*EXERCISE DETAILS*
Pick out every line in the data below that contains the string "foliage", matching case exactly.

*LISTED ENTRIES*
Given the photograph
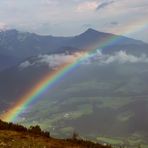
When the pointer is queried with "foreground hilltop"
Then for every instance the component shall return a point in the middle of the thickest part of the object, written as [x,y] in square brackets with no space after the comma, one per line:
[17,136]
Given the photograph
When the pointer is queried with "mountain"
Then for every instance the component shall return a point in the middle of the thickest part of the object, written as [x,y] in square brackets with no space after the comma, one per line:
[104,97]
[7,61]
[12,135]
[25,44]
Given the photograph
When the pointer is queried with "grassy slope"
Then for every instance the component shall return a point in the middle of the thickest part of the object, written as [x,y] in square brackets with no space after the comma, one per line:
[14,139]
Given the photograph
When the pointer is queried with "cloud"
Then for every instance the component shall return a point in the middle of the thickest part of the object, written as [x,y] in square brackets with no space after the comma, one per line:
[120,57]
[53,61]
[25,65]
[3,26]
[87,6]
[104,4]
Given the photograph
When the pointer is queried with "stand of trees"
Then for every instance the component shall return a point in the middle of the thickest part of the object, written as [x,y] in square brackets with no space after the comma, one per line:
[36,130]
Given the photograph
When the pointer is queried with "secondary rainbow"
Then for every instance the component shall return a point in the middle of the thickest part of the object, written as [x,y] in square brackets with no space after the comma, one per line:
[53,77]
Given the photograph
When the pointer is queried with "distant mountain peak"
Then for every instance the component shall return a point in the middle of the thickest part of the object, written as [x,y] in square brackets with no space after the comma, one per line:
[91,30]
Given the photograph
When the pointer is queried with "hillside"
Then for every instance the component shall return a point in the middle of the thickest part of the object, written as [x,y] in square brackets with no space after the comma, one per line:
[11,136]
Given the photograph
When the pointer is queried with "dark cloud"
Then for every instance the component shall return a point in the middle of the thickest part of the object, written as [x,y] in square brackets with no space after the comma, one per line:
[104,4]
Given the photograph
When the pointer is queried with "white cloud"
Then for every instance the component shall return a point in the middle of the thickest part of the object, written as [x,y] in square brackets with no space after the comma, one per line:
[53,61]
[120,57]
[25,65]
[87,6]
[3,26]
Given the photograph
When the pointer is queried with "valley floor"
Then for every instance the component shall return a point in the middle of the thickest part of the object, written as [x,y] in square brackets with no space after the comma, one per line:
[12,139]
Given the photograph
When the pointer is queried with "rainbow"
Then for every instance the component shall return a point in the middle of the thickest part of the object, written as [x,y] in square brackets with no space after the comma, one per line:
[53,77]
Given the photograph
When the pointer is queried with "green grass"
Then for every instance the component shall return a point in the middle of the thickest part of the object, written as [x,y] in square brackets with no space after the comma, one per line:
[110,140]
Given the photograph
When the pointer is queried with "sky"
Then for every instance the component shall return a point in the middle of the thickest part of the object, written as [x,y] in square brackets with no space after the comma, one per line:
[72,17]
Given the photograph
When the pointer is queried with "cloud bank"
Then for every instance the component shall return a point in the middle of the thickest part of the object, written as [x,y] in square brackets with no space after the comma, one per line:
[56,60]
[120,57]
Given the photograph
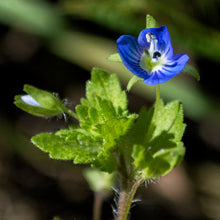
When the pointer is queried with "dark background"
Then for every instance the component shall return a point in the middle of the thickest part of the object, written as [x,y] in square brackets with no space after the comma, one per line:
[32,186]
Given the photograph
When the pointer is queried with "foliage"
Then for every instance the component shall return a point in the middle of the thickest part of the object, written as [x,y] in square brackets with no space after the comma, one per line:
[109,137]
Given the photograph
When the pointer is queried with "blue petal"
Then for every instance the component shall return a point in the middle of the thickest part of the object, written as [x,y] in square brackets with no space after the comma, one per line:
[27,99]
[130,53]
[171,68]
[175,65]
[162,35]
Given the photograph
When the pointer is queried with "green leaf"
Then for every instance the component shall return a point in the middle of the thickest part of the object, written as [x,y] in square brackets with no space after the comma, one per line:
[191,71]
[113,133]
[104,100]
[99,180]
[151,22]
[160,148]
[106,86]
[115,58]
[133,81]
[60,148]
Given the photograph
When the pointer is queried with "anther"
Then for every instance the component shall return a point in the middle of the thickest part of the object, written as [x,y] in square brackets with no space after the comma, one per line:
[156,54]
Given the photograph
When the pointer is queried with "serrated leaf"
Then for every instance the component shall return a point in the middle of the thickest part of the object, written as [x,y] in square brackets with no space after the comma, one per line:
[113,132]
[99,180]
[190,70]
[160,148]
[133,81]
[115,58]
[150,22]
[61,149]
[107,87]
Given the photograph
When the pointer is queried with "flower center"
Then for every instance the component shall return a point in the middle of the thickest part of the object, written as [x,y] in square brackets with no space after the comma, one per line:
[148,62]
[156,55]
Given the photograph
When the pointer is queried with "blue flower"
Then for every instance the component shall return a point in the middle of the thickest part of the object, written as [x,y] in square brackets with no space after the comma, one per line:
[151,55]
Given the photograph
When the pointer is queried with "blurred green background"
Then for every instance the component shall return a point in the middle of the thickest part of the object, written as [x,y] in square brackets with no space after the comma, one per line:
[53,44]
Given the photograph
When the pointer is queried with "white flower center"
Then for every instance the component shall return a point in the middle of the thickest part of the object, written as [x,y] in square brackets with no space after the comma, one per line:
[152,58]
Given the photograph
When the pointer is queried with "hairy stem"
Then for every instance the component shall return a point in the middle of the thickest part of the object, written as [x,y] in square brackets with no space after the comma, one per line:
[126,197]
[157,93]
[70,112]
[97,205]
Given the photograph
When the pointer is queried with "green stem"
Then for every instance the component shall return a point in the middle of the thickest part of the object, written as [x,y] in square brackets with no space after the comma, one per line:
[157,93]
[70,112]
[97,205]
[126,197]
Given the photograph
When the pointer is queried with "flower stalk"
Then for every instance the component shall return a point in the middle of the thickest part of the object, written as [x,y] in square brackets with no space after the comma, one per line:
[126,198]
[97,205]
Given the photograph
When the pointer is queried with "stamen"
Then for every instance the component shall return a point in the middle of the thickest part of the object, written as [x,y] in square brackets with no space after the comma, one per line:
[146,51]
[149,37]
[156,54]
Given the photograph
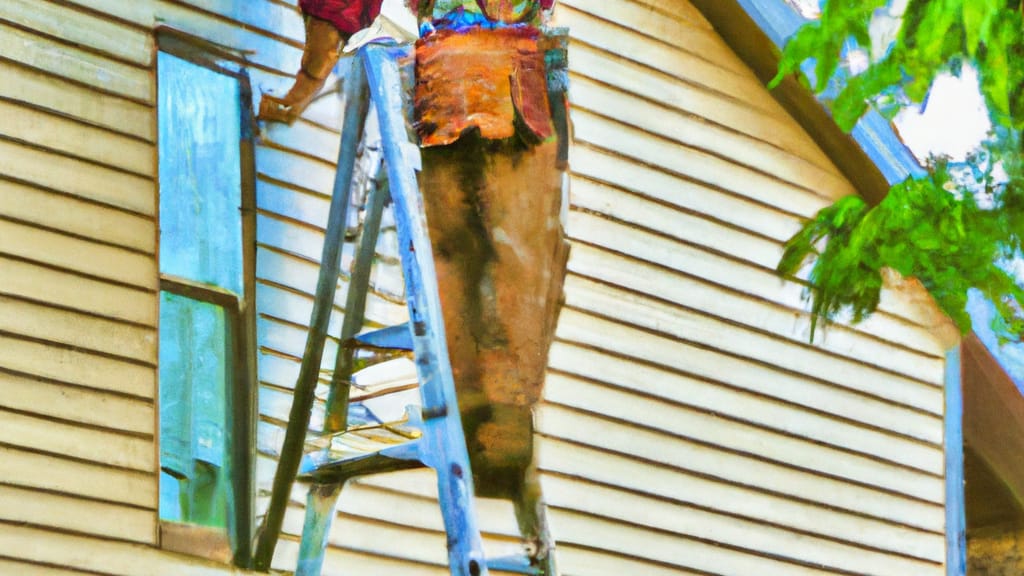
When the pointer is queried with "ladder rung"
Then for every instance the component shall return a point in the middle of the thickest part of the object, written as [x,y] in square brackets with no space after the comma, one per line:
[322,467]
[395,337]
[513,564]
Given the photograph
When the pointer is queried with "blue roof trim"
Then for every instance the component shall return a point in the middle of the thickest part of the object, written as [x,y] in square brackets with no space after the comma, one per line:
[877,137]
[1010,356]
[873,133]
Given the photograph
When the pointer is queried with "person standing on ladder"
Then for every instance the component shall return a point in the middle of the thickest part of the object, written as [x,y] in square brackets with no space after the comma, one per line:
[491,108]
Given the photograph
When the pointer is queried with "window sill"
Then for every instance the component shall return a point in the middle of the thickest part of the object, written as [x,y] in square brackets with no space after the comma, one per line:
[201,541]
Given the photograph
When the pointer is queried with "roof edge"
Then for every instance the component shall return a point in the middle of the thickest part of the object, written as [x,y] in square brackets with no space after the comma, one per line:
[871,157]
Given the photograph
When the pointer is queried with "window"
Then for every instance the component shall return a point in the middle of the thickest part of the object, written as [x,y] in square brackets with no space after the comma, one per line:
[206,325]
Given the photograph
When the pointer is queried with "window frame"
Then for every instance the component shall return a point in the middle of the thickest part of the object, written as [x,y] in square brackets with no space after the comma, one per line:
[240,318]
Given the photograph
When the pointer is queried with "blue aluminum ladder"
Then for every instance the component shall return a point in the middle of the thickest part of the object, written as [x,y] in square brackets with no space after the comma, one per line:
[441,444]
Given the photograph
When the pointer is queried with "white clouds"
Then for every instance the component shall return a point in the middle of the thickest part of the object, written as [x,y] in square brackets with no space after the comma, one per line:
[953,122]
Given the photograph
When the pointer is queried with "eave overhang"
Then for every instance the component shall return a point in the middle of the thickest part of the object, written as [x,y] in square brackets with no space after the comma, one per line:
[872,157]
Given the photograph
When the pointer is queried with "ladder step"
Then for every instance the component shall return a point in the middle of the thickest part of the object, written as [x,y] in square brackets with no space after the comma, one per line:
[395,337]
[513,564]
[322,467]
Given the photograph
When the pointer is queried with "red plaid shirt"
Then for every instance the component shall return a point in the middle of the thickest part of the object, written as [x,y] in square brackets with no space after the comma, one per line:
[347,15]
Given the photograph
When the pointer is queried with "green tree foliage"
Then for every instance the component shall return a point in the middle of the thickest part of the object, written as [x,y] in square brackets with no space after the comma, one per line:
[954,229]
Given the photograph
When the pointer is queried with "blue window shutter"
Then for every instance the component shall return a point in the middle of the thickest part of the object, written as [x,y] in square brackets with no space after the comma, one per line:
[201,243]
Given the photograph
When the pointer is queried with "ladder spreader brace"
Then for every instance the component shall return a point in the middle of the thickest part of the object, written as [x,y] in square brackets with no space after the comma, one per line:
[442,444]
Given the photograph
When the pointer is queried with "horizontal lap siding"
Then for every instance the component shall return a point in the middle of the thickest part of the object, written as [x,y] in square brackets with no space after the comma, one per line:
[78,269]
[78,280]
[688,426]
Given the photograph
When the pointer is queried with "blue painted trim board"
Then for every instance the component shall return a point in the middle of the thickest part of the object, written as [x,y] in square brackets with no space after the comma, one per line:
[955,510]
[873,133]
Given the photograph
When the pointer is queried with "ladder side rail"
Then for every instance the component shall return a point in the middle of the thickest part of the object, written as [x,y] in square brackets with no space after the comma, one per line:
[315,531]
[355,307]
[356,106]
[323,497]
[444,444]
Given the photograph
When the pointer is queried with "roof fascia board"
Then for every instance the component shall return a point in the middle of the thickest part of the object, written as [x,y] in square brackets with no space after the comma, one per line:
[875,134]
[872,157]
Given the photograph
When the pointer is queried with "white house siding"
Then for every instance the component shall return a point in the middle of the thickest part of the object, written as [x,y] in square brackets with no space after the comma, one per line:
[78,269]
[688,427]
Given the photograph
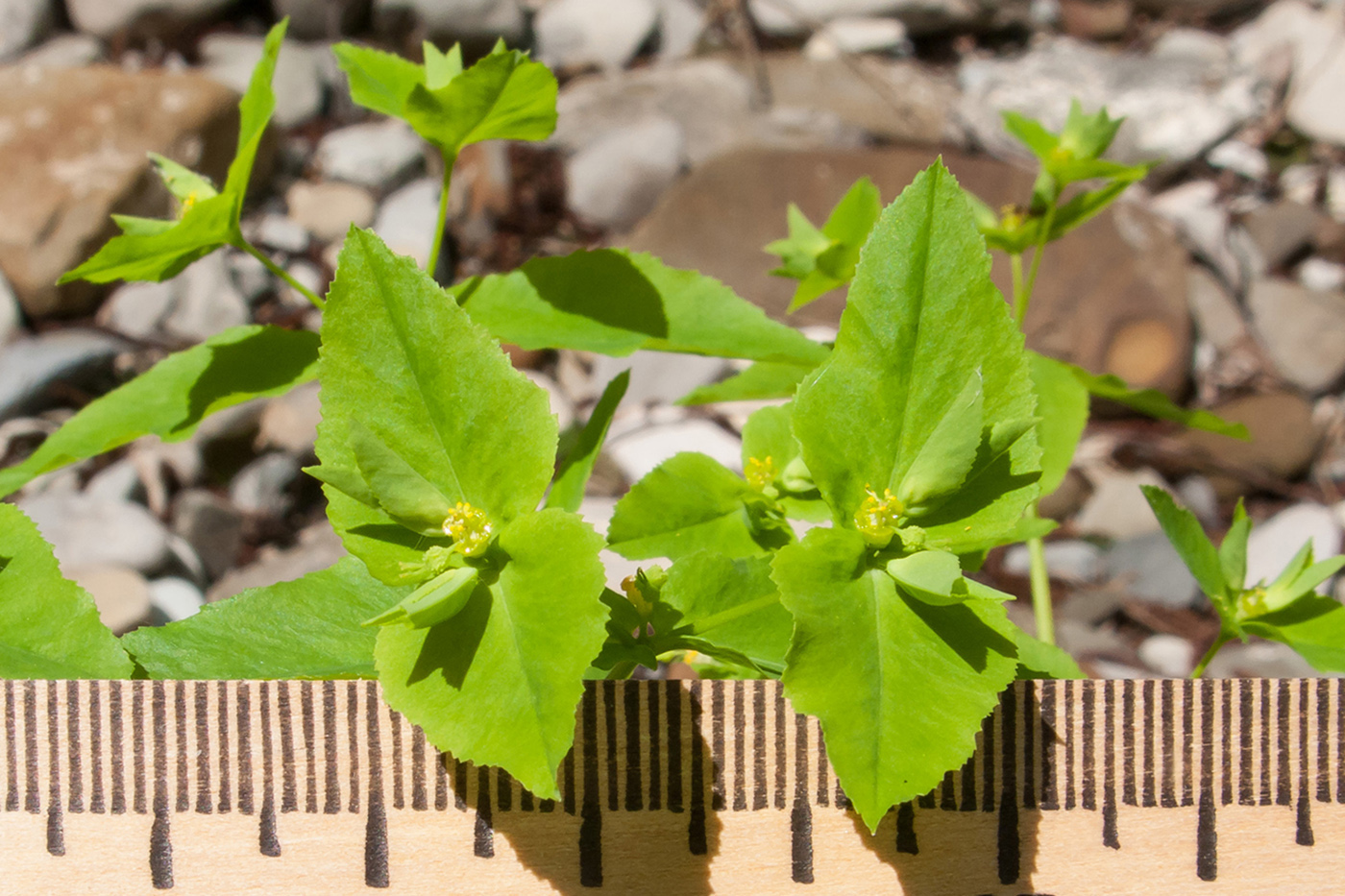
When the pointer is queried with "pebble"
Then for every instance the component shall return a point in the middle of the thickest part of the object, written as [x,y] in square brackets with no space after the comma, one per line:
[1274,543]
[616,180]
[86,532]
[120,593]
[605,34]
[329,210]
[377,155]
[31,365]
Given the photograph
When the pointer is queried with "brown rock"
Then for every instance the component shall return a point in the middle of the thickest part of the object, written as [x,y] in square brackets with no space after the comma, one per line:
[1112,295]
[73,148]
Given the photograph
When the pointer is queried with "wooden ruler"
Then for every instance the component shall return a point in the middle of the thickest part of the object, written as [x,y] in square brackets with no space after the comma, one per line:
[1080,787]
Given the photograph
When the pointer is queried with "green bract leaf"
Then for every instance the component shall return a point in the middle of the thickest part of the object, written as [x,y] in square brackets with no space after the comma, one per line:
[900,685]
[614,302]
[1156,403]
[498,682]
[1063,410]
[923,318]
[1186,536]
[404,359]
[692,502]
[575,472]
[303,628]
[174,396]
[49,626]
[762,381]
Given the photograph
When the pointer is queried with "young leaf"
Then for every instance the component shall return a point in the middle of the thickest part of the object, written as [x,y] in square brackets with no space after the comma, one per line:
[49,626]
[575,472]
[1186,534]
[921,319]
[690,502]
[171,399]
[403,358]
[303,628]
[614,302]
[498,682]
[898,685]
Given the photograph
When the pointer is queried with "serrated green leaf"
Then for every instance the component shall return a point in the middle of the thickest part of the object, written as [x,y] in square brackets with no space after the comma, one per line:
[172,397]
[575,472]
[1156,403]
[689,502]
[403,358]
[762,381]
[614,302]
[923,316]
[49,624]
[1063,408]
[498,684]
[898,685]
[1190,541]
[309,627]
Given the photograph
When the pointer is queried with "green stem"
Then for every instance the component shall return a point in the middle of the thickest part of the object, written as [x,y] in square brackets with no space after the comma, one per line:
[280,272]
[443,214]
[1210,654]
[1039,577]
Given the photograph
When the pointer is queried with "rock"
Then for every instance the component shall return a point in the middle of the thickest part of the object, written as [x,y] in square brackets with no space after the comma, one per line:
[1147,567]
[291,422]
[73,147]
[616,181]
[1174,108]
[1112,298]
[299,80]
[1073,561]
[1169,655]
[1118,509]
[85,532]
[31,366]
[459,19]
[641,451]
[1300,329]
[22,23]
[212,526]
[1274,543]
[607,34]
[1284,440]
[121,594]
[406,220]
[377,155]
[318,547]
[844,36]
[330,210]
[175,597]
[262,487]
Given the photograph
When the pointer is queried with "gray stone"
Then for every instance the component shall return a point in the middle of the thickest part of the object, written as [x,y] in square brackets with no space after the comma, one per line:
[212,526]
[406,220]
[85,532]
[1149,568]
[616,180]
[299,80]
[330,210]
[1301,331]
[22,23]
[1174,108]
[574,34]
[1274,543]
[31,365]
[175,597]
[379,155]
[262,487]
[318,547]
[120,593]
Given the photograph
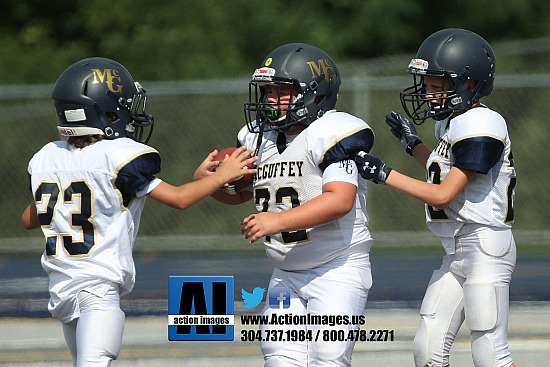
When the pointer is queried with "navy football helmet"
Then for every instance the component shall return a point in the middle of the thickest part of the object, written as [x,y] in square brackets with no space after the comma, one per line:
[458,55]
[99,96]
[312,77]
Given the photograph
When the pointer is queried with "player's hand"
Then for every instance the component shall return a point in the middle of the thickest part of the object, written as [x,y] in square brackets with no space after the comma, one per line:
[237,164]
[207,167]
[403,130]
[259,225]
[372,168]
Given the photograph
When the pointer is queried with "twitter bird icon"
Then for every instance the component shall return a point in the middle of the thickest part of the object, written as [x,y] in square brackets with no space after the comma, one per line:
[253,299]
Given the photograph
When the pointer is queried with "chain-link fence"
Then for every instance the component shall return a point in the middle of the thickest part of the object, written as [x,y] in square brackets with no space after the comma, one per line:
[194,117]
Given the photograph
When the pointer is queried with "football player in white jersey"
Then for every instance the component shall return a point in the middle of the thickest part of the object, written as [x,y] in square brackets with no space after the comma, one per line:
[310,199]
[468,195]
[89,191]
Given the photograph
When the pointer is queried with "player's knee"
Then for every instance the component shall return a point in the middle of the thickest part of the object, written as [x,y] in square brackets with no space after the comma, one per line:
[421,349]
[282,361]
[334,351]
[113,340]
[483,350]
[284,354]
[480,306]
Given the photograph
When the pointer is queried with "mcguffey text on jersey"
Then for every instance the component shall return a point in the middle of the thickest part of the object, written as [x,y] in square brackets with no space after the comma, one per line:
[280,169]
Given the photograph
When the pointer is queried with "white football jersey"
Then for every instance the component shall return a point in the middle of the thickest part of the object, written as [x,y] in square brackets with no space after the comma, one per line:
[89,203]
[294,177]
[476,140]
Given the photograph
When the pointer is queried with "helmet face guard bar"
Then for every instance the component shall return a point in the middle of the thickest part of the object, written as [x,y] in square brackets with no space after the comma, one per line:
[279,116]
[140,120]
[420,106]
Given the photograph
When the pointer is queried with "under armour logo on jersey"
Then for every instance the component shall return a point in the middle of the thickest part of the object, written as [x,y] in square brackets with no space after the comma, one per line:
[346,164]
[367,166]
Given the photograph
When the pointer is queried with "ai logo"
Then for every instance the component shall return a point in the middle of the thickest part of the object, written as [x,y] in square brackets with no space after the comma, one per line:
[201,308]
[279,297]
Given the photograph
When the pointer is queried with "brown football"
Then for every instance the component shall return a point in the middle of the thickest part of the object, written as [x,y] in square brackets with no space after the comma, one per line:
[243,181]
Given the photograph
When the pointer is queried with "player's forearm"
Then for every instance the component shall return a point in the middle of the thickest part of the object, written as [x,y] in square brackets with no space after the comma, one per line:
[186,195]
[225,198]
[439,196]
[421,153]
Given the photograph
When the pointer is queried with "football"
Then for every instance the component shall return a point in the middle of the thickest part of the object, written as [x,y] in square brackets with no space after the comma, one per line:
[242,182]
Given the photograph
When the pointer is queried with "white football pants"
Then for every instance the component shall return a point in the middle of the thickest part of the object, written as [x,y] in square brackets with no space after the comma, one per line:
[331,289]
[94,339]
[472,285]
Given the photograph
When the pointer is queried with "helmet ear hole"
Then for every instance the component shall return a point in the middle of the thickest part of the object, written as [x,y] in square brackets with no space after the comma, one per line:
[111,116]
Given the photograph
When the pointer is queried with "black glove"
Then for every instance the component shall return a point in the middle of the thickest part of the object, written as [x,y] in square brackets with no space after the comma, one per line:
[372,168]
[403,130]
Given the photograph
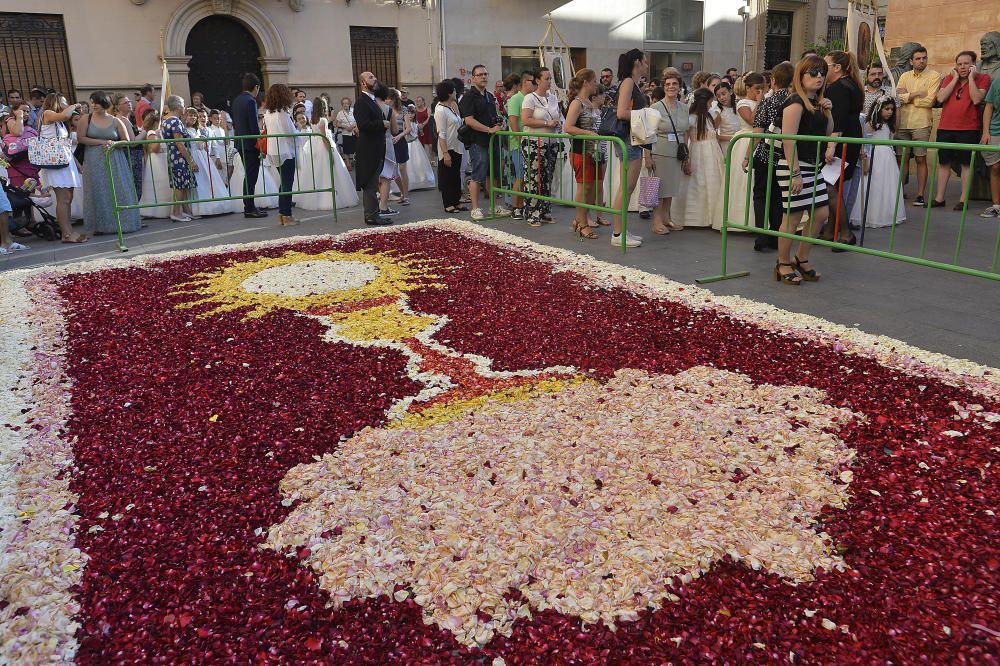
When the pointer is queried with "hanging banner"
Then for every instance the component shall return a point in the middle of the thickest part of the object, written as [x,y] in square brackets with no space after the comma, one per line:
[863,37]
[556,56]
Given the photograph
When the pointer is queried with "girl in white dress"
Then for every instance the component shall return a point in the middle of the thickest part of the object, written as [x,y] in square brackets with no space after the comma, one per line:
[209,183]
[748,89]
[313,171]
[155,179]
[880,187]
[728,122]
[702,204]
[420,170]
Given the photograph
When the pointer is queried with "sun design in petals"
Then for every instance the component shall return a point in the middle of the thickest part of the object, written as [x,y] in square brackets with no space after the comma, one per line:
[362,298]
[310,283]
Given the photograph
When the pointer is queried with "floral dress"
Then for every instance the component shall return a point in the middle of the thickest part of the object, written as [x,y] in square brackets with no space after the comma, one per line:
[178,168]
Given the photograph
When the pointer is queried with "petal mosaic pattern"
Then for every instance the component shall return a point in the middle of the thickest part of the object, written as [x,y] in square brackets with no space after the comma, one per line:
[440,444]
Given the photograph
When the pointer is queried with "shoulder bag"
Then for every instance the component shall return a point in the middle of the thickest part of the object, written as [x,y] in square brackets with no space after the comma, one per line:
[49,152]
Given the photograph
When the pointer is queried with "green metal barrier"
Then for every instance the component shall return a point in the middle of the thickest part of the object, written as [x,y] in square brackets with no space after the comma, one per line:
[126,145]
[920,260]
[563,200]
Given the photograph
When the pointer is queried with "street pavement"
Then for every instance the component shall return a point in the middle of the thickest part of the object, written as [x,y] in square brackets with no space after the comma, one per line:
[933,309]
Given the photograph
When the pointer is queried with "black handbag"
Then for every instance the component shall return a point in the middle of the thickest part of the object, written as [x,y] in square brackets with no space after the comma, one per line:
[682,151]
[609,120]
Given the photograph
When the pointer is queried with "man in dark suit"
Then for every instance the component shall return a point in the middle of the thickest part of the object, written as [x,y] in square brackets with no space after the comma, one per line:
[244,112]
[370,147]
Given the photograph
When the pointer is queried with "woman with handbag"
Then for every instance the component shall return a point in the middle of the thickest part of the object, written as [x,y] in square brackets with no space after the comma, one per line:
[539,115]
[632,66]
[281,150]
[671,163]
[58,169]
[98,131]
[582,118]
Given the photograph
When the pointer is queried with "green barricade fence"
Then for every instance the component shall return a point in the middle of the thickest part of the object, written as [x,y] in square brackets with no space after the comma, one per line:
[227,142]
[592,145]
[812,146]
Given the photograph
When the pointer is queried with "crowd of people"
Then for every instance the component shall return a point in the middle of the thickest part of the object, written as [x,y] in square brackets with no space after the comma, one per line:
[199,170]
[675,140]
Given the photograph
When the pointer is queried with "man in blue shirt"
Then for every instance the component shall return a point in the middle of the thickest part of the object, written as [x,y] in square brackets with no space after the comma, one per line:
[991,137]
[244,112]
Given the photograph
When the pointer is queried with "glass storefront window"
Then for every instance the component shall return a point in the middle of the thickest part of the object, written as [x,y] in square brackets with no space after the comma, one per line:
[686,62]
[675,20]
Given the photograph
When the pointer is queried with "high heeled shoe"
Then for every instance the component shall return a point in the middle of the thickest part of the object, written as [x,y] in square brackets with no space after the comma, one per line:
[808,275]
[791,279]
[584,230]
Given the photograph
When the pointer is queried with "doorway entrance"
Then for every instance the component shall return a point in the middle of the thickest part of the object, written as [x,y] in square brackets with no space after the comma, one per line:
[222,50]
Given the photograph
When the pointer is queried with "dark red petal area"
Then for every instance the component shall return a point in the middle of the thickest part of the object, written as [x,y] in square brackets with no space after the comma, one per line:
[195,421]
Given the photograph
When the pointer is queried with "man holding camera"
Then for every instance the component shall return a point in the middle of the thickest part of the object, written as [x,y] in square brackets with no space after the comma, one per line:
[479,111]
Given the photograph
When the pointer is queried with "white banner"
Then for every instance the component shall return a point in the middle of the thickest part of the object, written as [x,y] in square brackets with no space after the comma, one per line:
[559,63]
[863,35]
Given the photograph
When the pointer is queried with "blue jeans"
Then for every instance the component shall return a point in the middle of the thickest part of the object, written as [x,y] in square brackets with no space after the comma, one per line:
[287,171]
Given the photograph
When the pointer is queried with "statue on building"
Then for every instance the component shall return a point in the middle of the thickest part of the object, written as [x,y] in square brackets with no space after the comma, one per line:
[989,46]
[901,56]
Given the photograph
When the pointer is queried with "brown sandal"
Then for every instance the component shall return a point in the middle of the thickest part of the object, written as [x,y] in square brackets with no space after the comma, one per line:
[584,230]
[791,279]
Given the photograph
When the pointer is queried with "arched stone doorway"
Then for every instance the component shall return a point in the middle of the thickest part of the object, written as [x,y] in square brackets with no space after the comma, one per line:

*SOLUTION*
When the pointer is queried with "foliage"
When the pointer is queried with "green tree foliage"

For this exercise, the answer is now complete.